> Textauszug:
· · · · ·

Scholz fordert Bestrafung Ukraine erinnert an Befreiung Butschas – Neue russische Angriffe
Kiew · Vor einem Jahr bot sich den einrückenden ukrainischen Soldaten in Butscha ein Bild des Grauens. Die Stadt wurde zum Sinnbild für russische Kriegsverbrechen. Am Jahrestag fliegen wieder russische Raketen.
Die Ukraine hat am Freitag an die Befreiung von Butscha vor einem Jahr erinnert. „Wir werden nicht zulassen, dass es in Vergessenheit gerät“, sagte der ukrainische Präsident Wolodymyr Selenskyj bei einer Zeremonie in der Stadt außerhalb von Kiew mit Blick auf die Hunderten Toten, die dort nach dem Abzug der russischen Truppen entdeckt wurden. Diejenigen, die dort Kriegsverbrechen begangen hätten, würden dafür zur Verantwortung gezogen. Er betonte, dass Butscha zum Sinnbild für russische Kriegsgräuel geworden sei, die sich auch in anderen besetzten Gebieten der Ukraine fortgesetzt hätten. „Auf den Straßen Butschas hat die Welt das russische Böse gesehen“, sagte Selenskyj. „Das demaskierte Böse.“
Als die ukrainischen Truppen nach wochenlanger russischer Besatzung wieder in Butscha einrückten, waren sie mit schrecklichen Szenen konfrontiert: Leichen von Bewohnern lagen auf den Straßen, viele Opfer wurden in Massengräbern verscharrt. In abgefangenen Telefonaten nannten russische Soldaten ihr Vorgehen in Butscha „Satschistka - Säuberung“.

· · · · ·

> Zu lösende Aufgaben:
(A) Beantworten Sie anhand des Textauszugs diese Fragen:
(i) An welchem Wochentag erinnerte die Ukraine an die Befreiung von Butscha?
(ii) Was geschieht laut Selenskyj mit denjenigen, die in Butscha Kriegsverbrechen begangen haben?
(iii) Wie bezeichneten russische Soldaten in abgefangenen Telefonaten ihr Vorgehen in Butscha?
(B) Übersetzen Sie diesen Satz aus dem Textauszug ins Englische: „Diejenigen, die dort Kriegsverbrechen begangen hätten, würden dafür zur Verantwortung gezogen.“
(C) Zitieren Sie aus dem Textauszug die Stelle, die mit „Scholz fordert Bestrafung“ beginnt und mit „wieder russische Raketen.“ endet.
Die Zeilen stammen aus einer anderen Quelle als der Textauszug.

(Einträge der Sammlung)
· · · · ·

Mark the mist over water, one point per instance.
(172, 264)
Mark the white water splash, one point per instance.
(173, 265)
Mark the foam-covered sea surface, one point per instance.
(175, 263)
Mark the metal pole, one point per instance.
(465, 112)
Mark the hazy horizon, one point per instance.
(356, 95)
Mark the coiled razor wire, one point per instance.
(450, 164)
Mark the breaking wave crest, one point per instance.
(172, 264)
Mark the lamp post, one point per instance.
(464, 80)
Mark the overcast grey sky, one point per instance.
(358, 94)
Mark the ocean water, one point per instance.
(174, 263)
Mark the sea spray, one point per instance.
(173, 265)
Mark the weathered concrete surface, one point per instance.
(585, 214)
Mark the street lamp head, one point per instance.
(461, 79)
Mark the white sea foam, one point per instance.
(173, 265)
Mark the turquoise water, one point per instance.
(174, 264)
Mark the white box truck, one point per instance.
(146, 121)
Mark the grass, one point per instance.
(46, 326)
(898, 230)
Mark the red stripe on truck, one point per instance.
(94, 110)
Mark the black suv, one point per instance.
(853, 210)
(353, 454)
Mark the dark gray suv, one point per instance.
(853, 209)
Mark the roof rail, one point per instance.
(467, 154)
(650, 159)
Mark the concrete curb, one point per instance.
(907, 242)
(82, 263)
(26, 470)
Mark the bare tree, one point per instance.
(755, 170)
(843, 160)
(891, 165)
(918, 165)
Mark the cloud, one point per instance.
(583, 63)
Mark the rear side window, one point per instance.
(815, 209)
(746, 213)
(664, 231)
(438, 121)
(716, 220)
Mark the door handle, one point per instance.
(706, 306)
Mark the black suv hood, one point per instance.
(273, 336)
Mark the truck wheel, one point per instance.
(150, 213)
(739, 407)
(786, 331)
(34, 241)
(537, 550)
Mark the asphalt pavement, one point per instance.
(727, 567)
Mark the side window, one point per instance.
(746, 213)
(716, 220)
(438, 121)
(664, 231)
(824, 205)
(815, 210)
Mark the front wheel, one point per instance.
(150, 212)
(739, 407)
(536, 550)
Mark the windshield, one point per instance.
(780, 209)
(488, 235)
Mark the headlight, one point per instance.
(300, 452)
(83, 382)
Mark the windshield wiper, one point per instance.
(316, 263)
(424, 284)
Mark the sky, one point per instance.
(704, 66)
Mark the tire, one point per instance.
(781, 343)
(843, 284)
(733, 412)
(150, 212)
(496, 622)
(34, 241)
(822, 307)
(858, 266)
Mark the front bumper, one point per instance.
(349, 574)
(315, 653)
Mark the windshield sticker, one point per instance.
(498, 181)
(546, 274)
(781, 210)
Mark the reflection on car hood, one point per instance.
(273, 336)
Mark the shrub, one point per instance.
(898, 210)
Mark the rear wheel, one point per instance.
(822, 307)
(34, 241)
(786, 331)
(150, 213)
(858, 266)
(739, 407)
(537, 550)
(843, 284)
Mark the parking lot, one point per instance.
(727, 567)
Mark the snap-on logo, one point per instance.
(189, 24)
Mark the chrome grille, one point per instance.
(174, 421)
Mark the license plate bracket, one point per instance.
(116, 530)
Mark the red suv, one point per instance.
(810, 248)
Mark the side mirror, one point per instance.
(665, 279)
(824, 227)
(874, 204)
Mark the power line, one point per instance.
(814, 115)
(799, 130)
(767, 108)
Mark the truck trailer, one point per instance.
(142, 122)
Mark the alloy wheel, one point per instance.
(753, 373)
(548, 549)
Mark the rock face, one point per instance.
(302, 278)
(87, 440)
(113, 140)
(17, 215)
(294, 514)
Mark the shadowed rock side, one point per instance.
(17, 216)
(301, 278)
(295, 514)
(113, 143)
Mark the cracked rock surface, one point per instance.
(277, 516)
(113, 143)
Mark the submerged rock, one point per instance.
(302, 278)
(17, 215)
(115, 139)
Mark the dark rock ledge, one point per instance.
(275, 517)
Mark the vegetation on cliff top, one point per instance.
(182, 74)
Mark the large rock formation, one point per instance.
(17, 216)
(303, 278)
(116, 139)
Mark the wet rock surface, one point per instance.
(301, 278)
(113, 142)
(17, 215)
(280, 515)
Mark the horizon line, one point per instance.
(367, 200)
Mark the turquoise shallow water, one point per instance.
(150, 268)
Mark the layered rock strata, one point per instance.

· · · · ·

> Antworten je Aufgabe:
(A)
(i) Am Freitag.
(ii) Sie werden dafür zur Verantwortung gezogen.
(iii) Als „Satschistka - Säuberung“.

(B) Those who had committed war crimes there would be held accountable for them.

(C)
Scholz fordert Bestrafung Ukraine erinnert an Befreiung Butschas – Neue russische Angriffe
Kiew · Vor einem Jahr bot sich den einrückenden ukrainischen Soldaten in Butscha ein Bild des Grauens. Die Stadt wurde zum Sinnbild für russische Kriegsverbrechen. Am Jahrestag fliegen wieder russische Raketen.